§ ARTICLE:
◇ ◇ ◇ ◇ ◇

Again, Josephus’s testimony during this period is sparse, but the next military conflict dates to 26 CE. There had long been a garrison in Jerusalem at the Antonia Fortress, though until Pilate the prefects had avoided using equipment with explicit reference to the emperor. Pilate undid this policy, frustrating certain Jews that soon sent a delegation to Caesarea to request a return to the previous policy. Pilate initially refused, but eventually relented and transferred the offending equipment to Caesarea. Pilate at some later point took money from the temple treasury in order to build an aqueduct to Jerusalem. Jewish protestors held a demonstration in Pilate’s midst and when they refused to leave, Josephus reports that undercover soldiers proceeded to beat them, sparking a bloody riot. Finally, Josephus relates a story where a group of Samaritans fought with the Judaean soldiers at Mt. Gerizim, resulting in another bloodbath. Since Pilate was a major player in the event, a Samaritan delegation approached the Syrian legate Lucius Vitellius for redress; Vitellius complied and sent Pilate to Rome. Pilate managed to avoid punishment, as Tiberius while died en route. Pilate was nevertheless relieved of his duties in 36 CE. These episodes fit too neatly with the Josephus’s narrative of Judaean administrative decline under Pilate to be accepted at face value, however violent his rule may have been. Josephus also generalizes the protestors in both instances to “the Jews,” complicating efforts to discern the parties whose interests were at stake in either case.

◇ ◇ ◇ ◇ ◇

§ GIVEN INSTRUCTION 1:
Answer these questions using the passage on Pilate.
(a) Where in Jerusalem was the garrison stationed?
(b) What did Pilate build with money taken from the temple treasury?
(c) To whom did the Samaritan delegation go for redress?
§ GIVEN INSTRUCTION 2:
Does each statement agree with the passage on Pilate? Answer yes or no, and quote the words that decide it.
(a) Pilate never moved the equipment out of Jerusalem.
(b) The fight between the Samaritans and the Judaean soldiers happened at Mt. Gerizim.
(c) The next military conflict is dated to 30 CE.

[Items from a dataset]
◇ ◇ ◇ ◇ ◇

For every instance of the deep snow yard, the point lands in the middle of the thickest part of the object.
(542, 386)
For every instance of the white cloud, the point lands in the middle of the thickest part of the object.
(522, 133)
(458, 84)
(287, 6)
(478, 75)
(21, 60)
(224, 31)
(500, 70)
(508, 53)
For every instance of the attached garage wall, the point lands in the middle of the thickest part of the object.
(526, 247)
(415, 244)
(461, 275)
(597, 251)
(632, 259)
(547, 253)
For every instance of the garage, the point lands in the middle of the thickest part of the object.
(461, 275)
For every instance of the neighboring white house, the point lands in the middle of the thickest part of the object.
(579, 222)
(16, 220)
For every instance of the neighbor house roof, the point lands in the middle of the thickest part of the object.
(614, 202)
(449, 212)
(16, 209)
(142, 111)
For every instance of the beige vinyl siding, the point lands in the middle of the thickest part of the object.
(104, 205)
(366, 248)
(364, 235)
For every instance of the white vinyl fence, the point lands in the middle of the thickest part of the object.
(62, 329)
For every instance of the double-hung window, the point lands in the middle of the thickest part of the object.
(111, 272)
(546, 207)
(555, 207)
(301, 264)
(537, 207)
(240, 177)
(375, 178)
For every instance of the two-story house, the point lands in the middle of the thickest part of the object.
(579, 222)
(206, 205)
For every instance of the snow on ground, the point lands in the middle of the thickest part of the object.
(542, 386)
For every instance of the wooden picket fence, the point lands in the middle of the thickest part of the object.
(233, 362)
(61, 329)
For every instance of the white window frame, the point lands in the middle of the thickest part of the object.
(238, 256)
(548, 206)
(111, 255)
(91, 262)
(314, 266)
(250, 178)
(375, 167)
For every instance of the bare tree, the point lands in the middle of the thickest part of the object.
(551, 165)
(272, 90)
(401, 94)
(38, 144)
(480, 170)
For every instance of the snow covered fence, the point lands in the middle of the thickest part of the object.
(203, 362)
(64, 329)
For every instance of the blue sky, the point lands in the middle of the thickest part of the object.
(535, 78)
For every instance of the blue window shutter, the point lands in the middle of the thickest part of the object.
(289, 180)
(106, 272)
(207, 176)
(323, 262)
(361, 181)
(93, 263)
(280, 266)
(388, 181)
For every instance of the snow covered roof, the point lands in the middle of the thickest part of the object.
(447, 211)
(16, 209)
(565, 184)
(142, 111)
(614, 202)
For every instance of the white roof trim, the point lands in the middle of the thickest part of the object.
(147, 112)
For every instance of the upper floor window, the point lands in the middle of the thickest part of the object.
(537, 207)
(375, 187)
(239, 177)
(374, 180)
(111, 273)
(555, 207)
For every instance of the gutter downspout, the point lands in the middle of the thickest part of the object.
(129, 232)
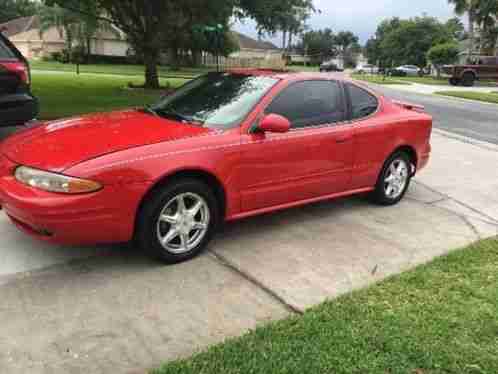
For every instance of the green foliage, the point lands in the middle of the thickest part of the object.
(456, 28)
(318, 43)
(11, 9)
(443, 54)
(400, 42)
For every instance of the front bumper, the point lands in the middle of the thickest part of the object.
(106, 216)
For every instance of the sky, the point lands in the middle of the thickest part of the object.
(362, 16)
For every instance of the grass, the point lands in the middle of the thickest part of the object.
(478, 96)
(63, 95)
(439, 318)
(378, 79)
(164, 71)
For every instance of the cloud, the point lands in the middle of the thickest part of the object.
(363, 16)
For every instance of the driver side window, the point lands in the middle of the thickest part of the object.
(310, 103)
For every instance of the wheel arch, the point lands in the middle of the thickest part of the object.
(469, 71)
(410, 151)
(191, 173)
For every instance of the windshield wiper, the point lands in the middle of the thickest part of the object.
(148, 109)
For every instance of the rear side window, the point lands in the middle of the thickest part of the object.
(310, 103)
(5, 52)
(363, 103)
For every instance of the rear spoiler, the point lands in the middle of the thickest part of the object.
(408, 106)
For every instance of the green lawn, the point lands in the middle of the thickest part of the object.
(164, 71)
(479, 96)
(378, 79)
(438, 318)
(63, 95)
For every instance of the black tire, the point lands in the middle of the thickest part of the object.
(148, 224)
(379, 195)
(454, 81)
(468, 79)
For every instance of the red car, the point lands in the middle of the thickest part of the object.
(223, 147)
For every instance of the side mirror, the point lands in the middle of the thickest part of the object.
(274, 123)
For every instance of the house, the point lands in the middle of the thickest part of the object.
(25, 35)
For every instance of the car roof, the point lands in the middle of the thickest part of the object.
(288, 75)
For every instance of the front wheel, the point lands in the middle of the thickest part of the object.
(177, 221)
(454, 81)
(394, 180)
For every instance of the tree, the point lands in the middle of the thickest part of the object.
(65, 21)
(456, 28)
(468, 7)
(486, 18)
(318, 43)
(12, 9)
(347, 45)
(150, 25)
(443, 54)
(410, 40)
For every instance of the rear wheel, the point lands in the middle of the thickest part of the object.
(394, 180)
(468, 79)
(178, 221)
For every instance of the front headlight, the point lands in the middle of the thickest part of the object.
(53, 182)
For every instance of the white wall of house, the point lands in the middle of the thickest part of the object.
(257, 53)
(33, 45)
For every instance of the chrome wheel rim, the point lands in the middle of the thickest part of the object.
(396, 178)
(183, 223)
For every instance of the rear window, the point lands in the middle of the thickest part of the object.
(5, 52)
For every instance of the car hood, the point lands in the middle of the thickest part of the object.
(58, 145)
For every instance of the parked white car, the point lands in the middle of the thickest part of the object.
(367, 68)
(406, 71)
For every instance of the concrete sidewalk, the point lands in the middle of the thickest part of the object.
(119, 312)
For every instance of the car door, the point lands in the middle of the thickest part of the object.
(313, 159)
(373, 136)
(17, 106)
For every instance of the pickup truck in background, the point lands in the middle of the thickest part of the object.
(485, 67)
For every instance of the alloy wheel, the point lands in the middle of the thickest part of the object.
(183, 223)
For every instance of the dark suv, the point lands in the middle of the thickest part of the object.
(17, 105)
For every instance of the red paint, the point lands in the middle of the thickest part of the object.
(130, 152)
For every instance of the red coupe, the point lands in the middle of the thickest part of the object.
(223, 147)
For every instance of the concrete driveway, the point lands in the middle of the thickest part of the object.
(110, 309)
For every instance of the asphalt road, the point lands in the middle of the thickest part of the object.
(471, 119)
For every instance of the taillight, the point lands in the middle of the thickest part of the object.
(18, 68)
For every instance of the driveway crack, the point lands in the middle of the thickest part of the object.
(222, 260)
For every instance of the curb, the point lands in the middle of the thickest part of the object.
(465, 139)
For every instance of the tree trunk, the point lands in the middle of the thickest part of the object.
(174, 58)
(151, 75)
(196, 58)
(471, 34)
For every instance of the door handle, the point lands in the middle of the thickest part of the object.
(343, 139)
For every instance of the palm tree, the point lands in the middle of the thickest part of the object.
(470, 7)
(487, 18)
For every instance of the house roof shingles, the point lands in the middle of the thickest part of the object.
(246, 42)
(20, 25)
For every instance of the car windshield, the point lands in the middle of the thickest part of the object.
(215, 100)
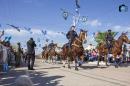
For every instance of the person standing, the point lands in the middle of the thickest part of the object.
(71, 35)
(18, 55)
(31, 53)
(109, 40)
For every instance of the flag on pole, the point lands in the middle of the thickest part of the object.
(77, 3)
(15, 27)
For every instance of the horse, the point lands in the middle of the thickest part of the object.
(116, 49)
(76, 51)
(52, 53)
(45, 54)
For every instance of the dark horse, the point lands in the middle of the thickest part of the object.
(77, 51)
(116, 49)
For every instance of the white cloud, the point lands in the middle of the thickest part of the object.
(15, 32)
(120, 28)
(94, 22)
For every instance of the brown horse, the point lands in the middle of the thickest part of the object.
(116, 50)
(45, 54)
(77, 51)
(52, 53)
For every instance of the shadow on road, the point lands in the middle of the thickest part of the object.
(92, 67)
(38, 78)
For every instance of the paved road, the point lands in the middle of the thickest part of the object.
(54, 75)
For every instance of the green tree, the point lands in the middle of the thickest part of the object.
(100, 36)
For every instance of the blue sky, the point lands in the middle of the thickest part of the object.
(46, 14)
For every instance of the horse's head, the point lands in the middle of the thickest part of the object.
(124, 37)
(83, 35)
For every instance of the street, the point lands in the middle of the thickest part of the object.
(55, 75)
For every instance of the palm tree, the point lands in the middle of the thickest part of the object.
(100, 36)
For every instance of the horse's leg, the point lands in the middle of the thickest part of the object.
(106, 60)
(115, 62)
(63, 63)
(81, 61)
(68, 59)
(76, 61)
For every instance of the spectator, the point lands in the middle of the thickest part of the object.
(24, 80)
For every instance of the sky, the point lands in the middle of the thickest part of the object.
(46, 15)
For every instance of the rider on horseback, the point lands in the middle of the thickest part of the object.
(51, 45)
(71, 35)
(109, 40)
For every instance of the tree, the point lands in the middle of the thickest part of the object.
(100, 36)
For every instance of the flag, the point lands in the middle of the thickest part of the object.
(1, 33)
(28, 29)
(15, 27)
(77, 3)
(44, 32)
(123, 8)
(9, 38)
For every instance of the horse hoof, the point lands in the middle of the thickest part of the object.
(69, 67)
(116, 66)
(80, 65)
(107, 65)
(76, 69)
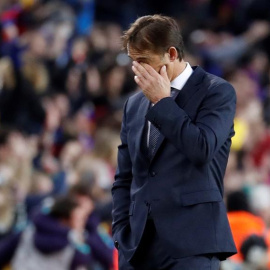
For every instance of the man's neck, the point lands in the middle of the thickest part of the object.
(178, 68)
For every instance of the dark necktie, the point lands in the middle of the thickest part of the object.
(154, 133)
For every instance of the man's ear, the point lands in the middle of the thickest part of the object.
(173, 54)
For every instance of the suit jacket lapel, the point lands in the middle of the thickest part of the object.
(189, 89)
(142, 110)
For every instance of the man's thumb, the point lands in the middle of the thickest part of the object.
(163, 72)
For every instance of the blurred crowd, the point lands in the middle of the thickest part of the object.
(63, 82)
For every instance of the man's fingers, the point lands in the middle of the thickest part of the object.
(140, 70)
(138, 73)
(163, 73)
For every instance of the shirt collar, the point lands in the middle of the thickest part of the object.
(182, 78)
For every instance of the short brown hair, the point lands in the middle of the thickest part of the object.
(155, 33)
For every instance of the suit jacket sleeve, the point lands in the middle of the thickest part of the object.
(123, 178)
(200, 139)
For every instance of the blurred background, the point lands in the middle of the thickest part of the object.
(63, 83)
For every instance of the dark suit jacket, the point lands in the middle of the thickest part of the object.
(182, 184)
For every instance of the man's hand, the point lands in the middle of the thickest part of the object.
(154, 85)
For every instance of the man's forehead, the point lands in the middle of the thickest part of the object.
(135, 54)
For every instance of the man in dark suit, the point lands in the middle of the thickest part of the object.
(168, 210)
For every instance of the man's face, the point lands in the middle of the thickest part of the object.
(156, 61)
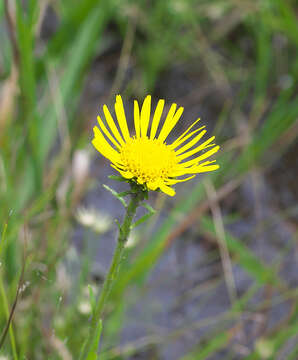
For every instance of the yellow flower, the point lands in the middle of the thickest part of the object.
(145, 157)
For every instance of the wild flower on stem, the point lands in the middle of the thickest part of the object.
(147, 162)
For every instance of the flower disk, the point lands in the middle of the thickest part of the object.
(145, 157)
(150, 161)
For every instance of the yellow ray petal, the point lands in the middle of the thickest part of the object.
(207, 154)
(195, 150)
(137, 119)
(145, 115)
(191, 143)
(170, 122)
(177, 141)
(174, 181)
(107, 133)
(201, 168)
(175, 145)
(119, 109)
(112, 125)
(125, 174)
(156, 118)
(102, 146)
(153, 185)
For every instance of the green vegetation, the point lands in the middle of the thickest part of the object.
(239, 60)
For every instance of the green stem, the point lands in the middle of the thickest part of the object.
(124, 231)
(6, 310)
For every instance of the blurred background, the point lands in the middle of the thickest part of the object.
(213, 274)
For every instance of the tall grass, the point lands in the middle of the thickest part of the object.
(245, 51)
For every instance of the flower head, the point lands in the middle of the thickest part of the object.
(146, 157)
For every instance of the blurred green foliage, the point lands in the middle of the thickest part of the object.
(247, 49)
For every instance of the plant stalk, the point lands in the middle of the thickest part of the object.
(124, 231)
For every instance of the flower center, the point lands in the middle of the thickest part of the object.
(148, 160)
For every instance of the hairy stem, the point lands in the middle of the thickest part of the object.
(124, 231)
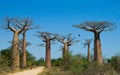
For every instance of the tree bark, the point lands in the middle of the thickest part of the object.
(65, 55)
(15, 52)
(48, 59)
(97, 48)
(89, 57)
(24, 50)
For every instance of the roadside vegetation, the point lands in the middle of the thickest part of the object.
(78, 65)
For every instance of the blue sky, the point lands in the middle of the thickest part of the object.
(58, 16)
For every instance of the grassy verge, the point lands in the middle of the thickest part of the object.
(55, 71)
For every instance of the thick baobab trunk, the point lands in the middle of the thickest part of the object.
(65, 49)
(48, 59)
(65, 54)
(15, 52)
(97, 49)
(89, 57)
(24, 51)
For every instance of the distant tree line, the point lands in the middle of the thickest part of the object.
(22, 25)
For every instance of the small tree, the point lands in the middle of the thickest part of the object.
(96, 28)
(66, 40)
(87, 43)
(16, 25)
(47, 38)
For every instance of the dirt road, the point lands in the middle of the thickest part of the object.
(29, 72)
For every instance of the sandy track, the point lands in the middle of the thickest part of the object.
(29, 72)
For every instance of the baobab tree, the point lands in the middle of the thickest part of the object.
(87, 43)
(16, 25)
(24, 43)
(96, 28)
(67, 41)
(47, 38)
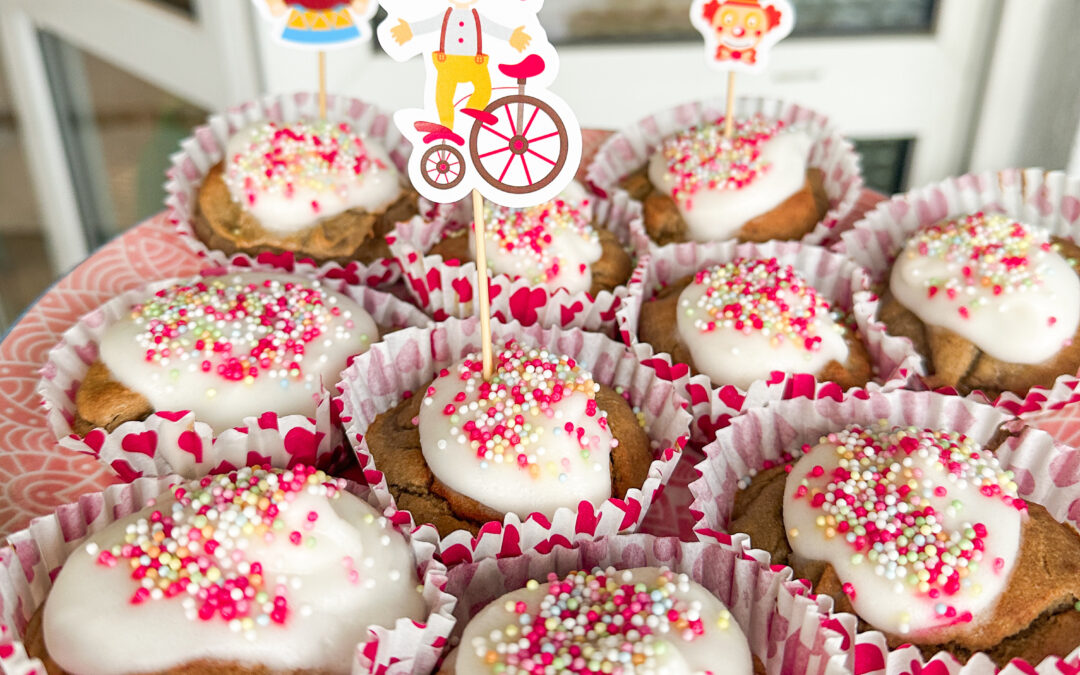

◇ ◇ ◇ ◇ ◇

§ WRITTEN ANSWER 1:
(a) At the Antonia Fortress.
(b) An aqueduct to Jerusalem.
(c) The Syrian legate Lucius Vitellius.

§ WRITTEN ANSWER 2:
(a) No: "Pilate initially refused, but eventually relented and transferred the offending equipment to Caesarea."
(b) Yes: "a group of Samaritans fought with the Judaean soldiers at Mt. Gerizim"
(c) No: "the next military conflict dates to 26 CE"